**EXERCISE PROMPT:** Rewrite the listing from its first line through the line with "[111,181,226,196]", switching every "query" to "prompt" and keeping everything else unchanged. Leave the pictures out.

**RECORDS FOR PROCESSING:**
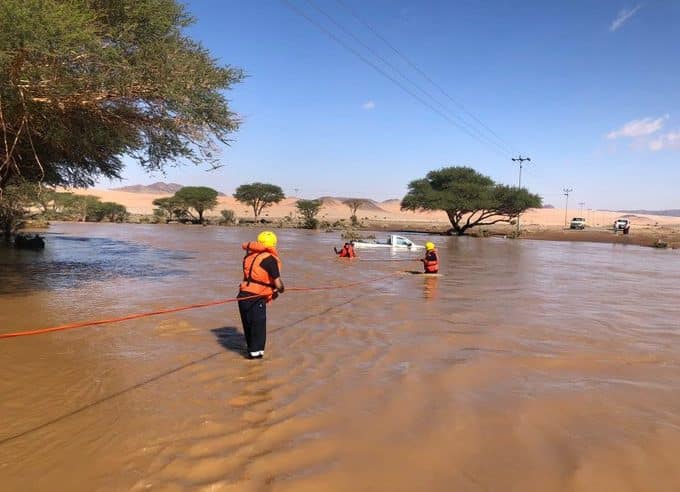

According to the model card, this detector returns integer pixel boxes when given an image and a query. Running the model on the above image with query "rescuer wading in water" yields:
[238,231,284,359]
[333,243,357,258]
[420,241,439,273]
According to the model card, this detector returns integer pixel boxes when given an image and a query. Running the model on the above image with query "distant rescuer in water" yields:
[238,231,285,359]
[333,243,357,258]
[420,241,439,273]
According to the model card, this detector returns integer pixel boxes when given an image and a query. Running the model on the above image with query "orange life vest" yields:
[240,241,281,302]
[423,249,439,273]
[340,243,357,258]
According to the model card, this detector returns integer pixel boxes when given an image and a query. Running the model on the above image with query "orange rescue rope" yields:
[0,272,398,339]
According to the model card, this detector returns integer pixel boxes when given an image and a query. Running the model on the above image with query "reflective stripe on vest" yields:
[423,249,439,273]
[240,243,281,301]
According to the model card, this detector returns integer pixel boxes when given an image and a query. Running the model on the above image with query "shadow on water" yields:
[210,326,248,358]
[0,234,192,294]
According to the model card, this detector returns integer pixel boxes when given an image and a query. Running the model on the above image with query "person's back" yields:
[420,241,439,273]
[333,243,356,258]
[238,231,284,359]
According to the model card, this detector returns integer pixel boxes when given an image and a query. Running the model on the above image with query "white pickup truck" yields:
[352,234,425,250]
[569,217,586,229]
[614,218,630,234]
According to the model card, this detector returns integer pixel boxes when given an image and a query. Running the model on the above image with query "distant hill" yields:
[617,209,680,217]
[111,181,184,195]
[318,196,385,212]
[111,181,226,196]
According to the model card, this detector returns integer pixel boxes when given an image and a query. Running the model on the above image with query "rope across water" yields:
[0,272,401,339]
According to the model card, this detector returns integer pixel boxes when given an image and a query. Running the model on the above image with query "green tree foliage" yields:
[234,183,286,220]
[0,0,244,190]
[401,167,541,235]
[220,210,236,225]
[173,186,218,224]
[342,198,366,225]
[152,196,189,222]
[0,183,36,241]
[62,193,101,222]
[295,200,323,229]
[87,201,128,222]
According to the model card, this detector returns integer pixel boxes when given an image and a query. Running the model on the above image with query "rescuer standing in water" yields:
[238,231,284,359]
[333,243,357,258]
[420,241,439,273]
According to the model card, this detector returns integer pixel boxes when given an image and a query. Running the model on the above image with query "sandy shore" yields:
[67,188,680,248]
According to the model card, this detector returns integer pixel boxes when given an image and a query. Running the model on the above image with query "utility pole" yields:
[512,154,531,236]
[562,188,574,227]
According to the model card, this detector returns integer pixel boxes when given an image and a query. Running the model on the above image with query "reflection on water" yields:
[0,234,191,294]
[0,224,680,492]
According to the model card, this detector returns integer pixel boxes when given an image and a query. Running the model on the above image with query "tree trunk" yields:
[446,210,467,236]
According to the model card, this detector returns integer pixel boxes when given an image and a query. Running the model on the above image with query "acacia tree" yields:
[233,183,286,220]
[151,196,189,221]
[0,183,35,241]
[172,186,218,224]
[342,198,366,224]
[295,200,322,229]
[0,0,244,193]
[401,167,541,236]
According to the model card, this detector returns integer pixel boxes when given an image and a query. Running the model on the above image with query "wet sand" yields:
[0,224,680,491]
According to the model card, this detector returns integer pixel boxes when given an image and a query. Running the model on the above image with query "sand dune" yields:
[65,188,680,227]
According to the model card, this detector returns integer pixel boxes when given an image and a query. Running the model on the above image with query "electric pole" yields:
[512,154,531,236]
[562,188,574,227]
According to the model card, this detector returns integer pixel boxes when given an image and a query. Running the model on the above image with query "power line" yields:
[281,0,505,157]
[562,188,574,227]
[305,0,508,153]
[512,154,531,236]
[335,0,515,153]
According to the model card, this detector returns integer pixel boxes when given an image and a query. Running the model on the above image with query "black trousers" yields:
[238,291,267,352]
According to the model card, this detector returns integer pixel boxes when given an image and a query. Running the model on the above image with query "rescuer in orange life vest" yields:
[420,241,439,273]
[238,231,284,359]
[333,243,357,258]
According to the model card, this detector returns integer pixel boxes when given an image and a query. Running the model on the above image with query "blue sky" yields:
[100,0,680,208]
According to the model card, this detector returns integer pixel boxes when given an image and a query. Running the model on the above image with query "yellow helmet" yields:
[257,231,278,248]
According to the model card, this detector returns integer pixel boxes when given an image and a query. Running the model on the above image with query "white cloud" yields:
[649,130,680,152]
[609,4,642,32]
[361,101,375,111]
[607,114,668,140]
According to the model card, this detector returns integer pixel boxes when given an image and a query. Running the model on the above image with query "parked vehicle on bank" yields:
[569,217,586,229]
[614,218,630,234]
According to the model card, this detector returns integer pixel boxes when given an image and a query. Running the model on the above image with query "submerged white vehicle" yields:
[352,234,425,250]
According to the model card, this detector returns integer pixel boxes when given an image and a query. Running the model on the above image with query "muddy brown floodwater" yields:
[0,224,680,492]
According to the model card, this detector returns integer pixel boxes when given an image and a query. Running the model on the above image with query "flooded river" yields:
[0,224,680,492]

**EXERCISE RESPONSE:**
According to the model card, this detector returns integer pixel boxes when given an image and a prompt. Running the model on the above image with prompt "rescuer wading in water" yields:
[238,231,284,359]
[333,243,357,258]
[420,241,439,273]
According to the model card, this detector returns integer pixel boxes when given an image and a prompt. Running the model on the above image with prompt "distant rescuer in water" yields:
[238,231,285,359]
[333,243,357,258]
[420,241,439,273]
According to the model card, this detector returns integer pixel boxes when given an image and a prompt. Running the model on the above image with prompt "orange life vest" yields:
[240,241,281,302]
[423,249,439,273]
[340,243,357,258]
According to the model card, this detector returns integer pixel boxes when given an image and a prompt. Running the model on the above image with prompt "orange rescue rope" yields:
[0,272,398,339]
According to the model card, this detector returns integer pixel boxes when given an image and a prompt. Running the model on the above image with prompt "reflective stripe on vest" yields:
[423,249,439,273]
[240,243,281,301]
According to the model card, this detector returns integer pixel boxes when given an image and a prompt. Running the model on the above image with prompt "shadow on water" yields:
[210,326,248,358]
[0,234,192,294]
According to the model card, this detector returns integer pixel boxes when given an image and a prompt. Running the model on the above image with prompt "person's back" yields:
[420,241,439,273]
[333,243,356,258]
[238,231,284,359]
According to the model card, this detector returns integer pixel boxes when given an image and a prompt. Running the model on the above image with prompt "white pickup truck" yields:
[352,234,425,250]
[569,217,586,229]
[614,218,630,234]
According to the model card, this detector returns integer pixel boxes when given an image and a prompt. Running the model on the above image with prompt "distant hill" yields:
[617,209,680,217]
[111,181,184,195]
[318,196,385,212]
[111,181,226,196]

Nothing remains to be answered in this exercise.